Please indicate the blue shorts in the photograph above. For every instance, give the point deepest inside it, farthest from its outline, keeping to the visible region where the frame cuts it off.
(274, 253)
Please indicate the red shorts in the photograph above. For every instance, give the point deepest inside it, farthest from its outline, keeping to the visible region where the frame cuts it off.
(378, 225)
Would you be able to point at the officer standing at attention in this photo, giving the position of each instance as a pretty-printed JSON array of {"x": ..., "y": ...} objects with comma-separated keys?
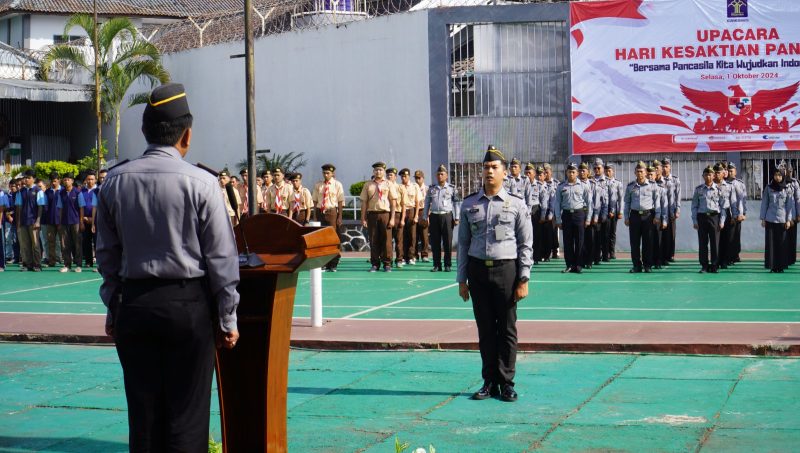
[
  {"x": 642, "y": 211},
  {"x": 616, "y": 195},
  {"x": 440, "y": 205},
  {"x": 161, "y": 287},
  {"x": 730, "y": 208},
  {"x": 708, "y": 218},
  {"x": 494, "y": 266},
  {"x": 572, "y": 205},
  {"x": 740, "y": 190},
  {"x": 673, "y": 184}
]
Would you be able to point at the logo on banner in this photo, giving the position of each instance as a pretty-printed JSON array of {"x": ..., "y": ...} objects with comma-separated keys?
[
  {"x": 737, "y": 9},
  {"x": 740, "y": 105}
]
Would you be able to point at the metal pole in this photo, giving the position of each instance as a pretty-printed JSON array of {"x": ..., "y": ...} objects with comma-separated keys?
[
  {"x": 97, "y": 90},
  {"x": 316, "y": 291},
  {"x": 250, "y": 90}
]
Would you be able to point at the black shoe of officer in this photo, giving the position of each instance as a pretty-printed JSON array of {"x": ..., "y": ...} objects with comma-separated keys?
[
  {"x": 508, "y": 394},
  {"x": 487, "y": 391}
]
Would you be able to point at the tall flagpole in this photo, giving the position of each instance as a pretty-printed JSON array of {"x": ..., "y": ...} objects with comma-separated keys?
[
  {"x": 250, "y": 93},
  {"x": 97, "y": 90}
]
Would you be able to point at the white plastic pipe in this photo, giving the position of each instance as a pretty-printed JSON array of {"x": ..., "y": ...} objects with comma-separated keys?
[{"x": 316, "y": 292}]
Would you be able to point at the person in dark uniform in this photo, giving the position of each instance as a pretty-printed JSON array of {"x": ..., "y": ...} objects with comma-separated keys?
[
  {"x": 707, "y": 218},
  {"x": 741, "y": 197},
  {"x": 440, "y": 207},
  {"x": 30, "y": 202},
  {"x": 642, "y": 214},
  {"x": 573, "y": 207},
  {"x": 494, "y": 265},
  {"x": 170, "y": 270}
]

··········

- INSTRUCTIONS TO FOLLOW: Quote all of the entries word for word, omitting any pictures.

- EXPECTED ANSWER:
Please indicate the blue shorts in the photograph above. For every instance, give the point deepest inside it, farthest from its outline, keeping to the visible region where the frame cuts it off.
(274, 253)
Please indicate the red shorts in the photograph above. For every instance, give the point deepest inside it, farthest from its outline, keeping to the visible region where the frame cuts it off.
(378, 225)
Would you be able to point at the officer standing at attention in this photo, giving the position of each instance as a pretty-printed JSON array of {"x": ..., "y": ...} objects with comma-separated keys?
[
  {"x": 642, "y": 211},
  {"x": 616, "y": 195},
  {"x": 440, "y": 205},
  {"x": 161, "y": 287},
  {"x": 730, "y": 208},
  {"x": 708, "y": 218},
  {"x": 494, "y": 266},
  {"x": 572, "y": 205},
  {"x": 740, "y": 190},
  {"x": 673, "y": 184}
]
Would you be able to point at the logo on banner in this photo, giving the position of each instance as a pretty-printed JSON array of {"x": ..., "y": ...} objects with comma-separated keys?
[
  {"x": 737, "y": 9},
  {"x": 740, "y": 105}
]
Would you be able to point at the metal pole in this photo, giving the position of each instance as a pretty-printed JSON array of {"x": ..., "y": ...} objects with comma-separated keys?
[
  {"x": 97, "y": 90},
  {"x": 316, "y": 291},
  {"x": 250, "y": 90}
]
Would you be able to point at the black shoe of officer in this photo, giving the position of each instance as a pretty-printed JSON array of {"x": ..., "y": ...} objects with comma-separated keys?
[
  {"x": 508, "y": 394},
  {"x": 487, "y": 391}
]
Would you be able to point at the tall flagpole in this photo, giving the position of each instance as a pretty-printed JSON array of {"x": ..., "y": ...} objects with comma-separated keys?
[
  {"x": 250, "y": 93},
  {"x": 97, "y": 90}
]
Would you be able to point at the white plastic pipe in this photo, giving the position of each instance as a pretty-printed JSON array of {"x": ..., "y": ...} objects with comma-separated keys?
[{"x": 316, "y": 292}]
Would you be able to point at the person in dark uniform in this photo, giving the position of each instance as a pretty-printed JSON array of {"x": ..., "y": ...} objects with comma-separated keys?
[
  {"x": 707, "y": 218},
  {"x": 741, "y": 197},
  {"x": 440, "y": 207},
  {"x": 30, "y": 202},
  {"x": 642, "y": 214},
  {"x": 573, "y": 207},
  {"x": 494, "y": 265},
  {"x": 170, "y": 270}
]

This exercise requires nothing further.